## [DIRECTIONS]
Reproduce the entries below word for word, leaving out the pictures.

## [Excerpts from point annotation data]
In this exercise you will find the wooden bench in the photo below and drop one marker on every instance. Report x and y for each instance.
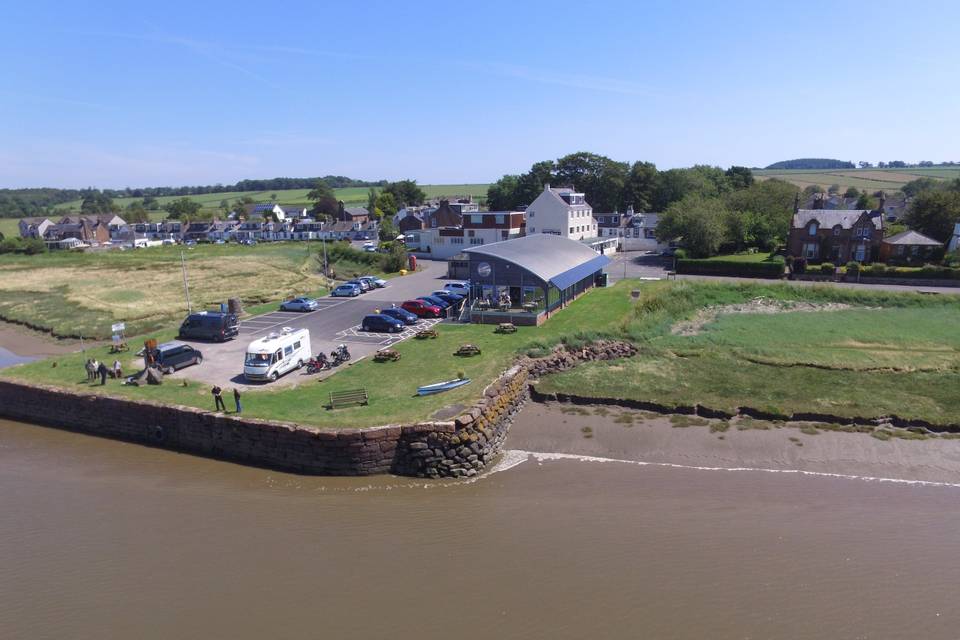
(348, 397)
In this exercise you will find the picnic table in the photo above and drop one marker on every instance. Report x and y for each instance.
(348, 397)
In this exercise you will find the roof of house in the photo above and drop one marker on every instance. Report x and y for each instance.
(846, 218)
(911, 237)
(551, 258)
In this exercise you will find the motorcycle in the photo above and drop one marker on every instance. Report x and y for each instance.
(318, 363)
(339, 356)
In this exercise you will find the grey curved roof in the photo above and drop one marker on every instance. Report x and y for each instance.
(545, 255)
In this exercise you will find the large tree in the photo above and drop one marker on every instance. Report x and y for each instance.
(700, 222)
(324, 201)
(934, 213)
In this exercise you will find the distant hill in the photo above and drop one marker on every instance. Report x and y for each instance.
(812, 163)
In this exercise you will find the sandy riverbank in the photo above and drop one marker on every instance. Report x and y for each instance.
(622, 434)
(33, 344)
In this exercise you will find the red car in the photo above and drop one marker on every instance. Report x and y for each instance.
(422, 309)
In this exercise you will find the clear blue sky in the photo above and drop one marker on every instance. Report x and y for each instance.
(115, 94)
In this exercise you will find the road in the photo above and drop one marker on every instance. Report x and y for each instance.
(335, 322)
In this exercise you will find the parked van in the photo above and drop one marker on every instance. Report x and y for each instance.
(274, 355)
(210, 325)
(171, 356)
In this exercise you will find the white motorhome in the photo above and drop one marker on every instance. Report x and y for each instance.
(277, 353)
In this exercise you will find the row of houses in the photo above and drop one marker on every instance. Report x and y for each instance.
(261, 223)
(445, 231)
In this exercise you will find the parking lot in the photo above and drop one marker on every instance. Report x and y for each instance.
(336, 321)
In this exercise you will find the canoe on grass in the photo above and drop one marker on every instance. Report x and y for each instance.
(441, 386)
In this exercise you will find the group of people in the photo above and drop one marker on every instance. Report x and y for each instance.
(218, 399)
(100, 370)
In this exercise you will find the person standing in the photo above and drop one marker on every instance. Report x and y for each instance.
(218, 398)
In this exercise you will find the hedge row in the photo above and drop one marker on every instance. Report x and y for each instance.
(734, 268)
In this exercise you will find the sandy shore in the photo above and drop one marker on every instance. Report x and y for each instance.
(27, 343)
(622, 434)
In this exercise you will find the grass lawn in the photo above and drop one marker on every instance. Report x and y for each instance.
(902, 359)
(890, 353)
(391, 385)
(73, 294)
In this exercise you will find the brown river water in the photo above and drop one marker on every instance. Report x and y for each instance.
(102, 539)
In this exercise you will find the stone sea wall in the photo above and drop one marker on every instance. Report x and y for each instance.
(458, 448)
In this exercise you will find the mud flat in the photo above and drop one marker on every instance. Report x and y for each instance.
(602, 432)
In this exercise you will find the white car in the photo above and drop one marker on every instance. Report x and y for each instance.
(379, 283)
(461, 288)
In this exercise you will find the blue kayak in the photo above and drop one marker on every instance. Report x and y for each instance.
(429, 389)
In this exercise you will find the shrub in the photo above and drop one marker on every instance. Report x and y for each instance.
(771, 269)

## [CORRECT ANSWER]
In this exercise you will find the wooden bench in the photo below and drop one marker on every instance. Report x and y for each instance.
(348, 397)
In this exercise you will find the picnic table in the photo above and drop one marker on every instance. Report x and y for each instance.
(348, 397)
In this exercise you will find the roof of house in the photo above and drop one marker on every instance. Report x and y for each instance.
(846, 218)
(911, 237)
(551, 258)
In this exercise you will find the motorcycle in the photo above and drop one marker on every instance. Report x and y for each instance.
(318, 363)
(339, 356)
In this exercise you will find the grey curved roof in the photo above and drop one marker on every instance. Report x and y for each instance.
(545, 255)
In this exercise you will find the large tree in the photo above and drop one marker on every instance. Report x and y for each instance.
(700, 222)
(324, 201)
(934, 213)
In this exercise you will find the distant hill in the photo above and drop one marker on every instance. Report x and y for each instance.
(812, 163)
In this exercise you will find the sandy riverbank in the photo above and drop one marker on every instance. Report x and y for each instance.
(622, 434)
(33, 344)
In this exercise you will find the red car in the photo above and drop one marker on every instance. Report x and y for each instance.
(422, 309)
In this exercise you will find the clear blue sky in the photo above and drop one marker on every instance. Report x and y for each instance.
(115, 94)
In this exercise you will find the road in the photo above and drop one marker on every instance. Report x and y for each instance.
(335, 322)
In this exercise you will find the parked van in the photo above and drop one marker on every instance. Report x and y for each instance.
(274, 355)
(210, 325)
(171, 356)
In this exercise you will find the white motorhome in the photo above and drop one marker on every instance. Report x and y for each instance.
(277, 353)
In this exercise you will find the row of houses in the photo above and drop one marker on every instance. Report x and y for each instance.
(261, 223)
(445, 231)
In this exercise you will find the parking lot in the photo above and drop one marker on every instance. Report x and y for each instance.
(336, 321)
In this exercise you will find the canoe on grass in the photo above and drop one marker on every instance. Report x and y for each instance.
(441, 386)
In this exercise you will find the group of people in the photo above and drop one marker on every instance. Report x and y for each instance.
(218, 399)
(100, 370)
In this exercise you will find the person standing in the photo above and drop one marker on every instance. Report x and y for each instance.
(218, 398)
In this exercise you will find the hedge row in the photo above and drop one marker on every instance. Report x and y for each instance.
(734, 268)
In this exercise you will find the sandy shore in the photo above and drop one marker on every instance. Report x and y for each instance.
(27, 343)
(622, 434)
In this exercise you will find the grass lawn in the photo above and drop one marker on every instance. Report x and y for each instance.
(902, 359)
(890, 353)
(391, 385)
(73, 294)
In this exercise you will find the brown river water in the photo above and drop one marker on every instance. Report x and y for each instance.
(102, 539)
In this exercise you will find the stone sea wall in the photo above and drop one marker on every instance. Report x and y for each instance.
(458, 448)
In this exercise you will find the mud flat in the photo above and drop one marker on every instance. Report x and y for each instance.
(602, 432)
In this exercise you will find the white car in the photo above and drop one marker on every instance. Report x and y for each instance.
(379, 283)
(461, 288)
In this exercise you will find the blue kayak in the photo above and drop one marker on every instance. Report x and y for each instance.
(429, 389)
In this exercise you will find the shrub in the photo above and drop one marker on every instance. Report x and y for each instance.
(771, 269)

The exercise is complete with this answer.